## Exercise description
Using the entries that follow, give the number of lines containing the string "target". Write nothing besides that number.

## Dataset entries
*****

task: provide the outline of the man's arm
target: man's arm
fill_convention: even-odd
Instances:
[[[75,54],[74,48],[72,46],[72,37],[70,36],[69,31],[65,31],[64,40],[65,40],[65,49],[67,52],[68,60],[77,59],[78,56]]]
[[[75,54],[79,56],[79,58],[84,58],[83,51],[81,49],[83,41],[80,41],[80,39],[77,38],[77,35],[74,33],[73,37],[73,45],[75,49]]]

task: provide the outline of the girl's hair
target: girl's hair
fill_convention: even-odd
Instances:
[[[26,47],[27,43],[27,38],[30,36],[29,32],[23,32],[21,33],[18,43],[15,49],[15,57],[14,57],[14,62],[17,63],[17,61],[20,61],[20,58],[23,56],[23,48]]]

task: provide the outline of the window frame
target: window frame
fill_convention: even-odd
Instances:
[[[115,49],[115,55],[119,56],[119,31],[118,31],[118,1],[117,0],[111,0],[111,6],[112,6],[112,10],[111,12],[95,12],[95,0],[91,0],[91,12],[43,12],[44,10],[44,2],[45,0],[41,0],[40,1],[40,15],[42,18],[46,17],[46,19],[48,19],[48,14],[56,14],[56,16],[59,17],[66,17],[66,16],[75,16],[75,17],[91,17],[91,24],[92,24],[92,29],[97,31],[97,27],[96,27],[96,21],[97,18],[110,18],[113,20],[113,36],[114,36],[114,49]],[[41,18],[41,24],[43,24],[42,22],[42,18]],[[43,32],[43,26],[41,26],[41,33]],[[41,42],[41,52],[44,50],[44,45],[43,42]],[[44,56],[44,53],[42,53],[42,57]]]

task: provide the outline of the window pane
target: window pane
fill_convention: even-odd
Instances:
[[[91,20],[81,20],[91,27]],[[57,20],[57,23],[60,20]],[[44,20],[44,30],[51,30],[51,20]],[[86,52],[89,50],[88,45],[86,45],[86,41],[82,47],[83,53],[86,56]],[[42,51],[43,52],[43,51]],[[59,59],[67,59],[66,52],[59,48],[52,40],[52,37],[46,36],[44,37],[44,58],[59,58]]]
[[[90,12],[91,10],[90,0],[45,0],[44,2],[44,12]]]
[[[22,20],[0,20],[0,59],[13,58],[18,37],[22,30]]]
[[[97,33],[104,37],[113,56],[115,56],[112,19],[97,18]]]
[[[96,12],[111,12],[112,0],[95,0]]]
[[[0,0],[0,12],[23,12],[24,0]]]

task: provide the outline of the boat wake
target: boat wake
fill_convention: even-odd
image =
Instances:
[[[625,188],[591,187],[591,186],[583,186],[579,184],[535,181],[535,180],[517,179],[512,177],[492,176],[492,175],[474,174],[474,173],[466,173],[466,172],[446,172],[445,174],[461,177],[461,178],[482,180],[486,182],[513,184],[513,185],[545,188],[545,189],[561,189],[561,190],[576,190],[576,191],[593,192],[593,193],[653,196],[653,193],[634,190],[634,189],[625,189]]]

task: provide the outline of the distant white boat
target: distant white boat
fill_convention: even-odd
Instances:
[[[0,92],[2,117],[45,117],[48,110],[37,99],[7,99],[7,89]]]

*****

## Expected answer
6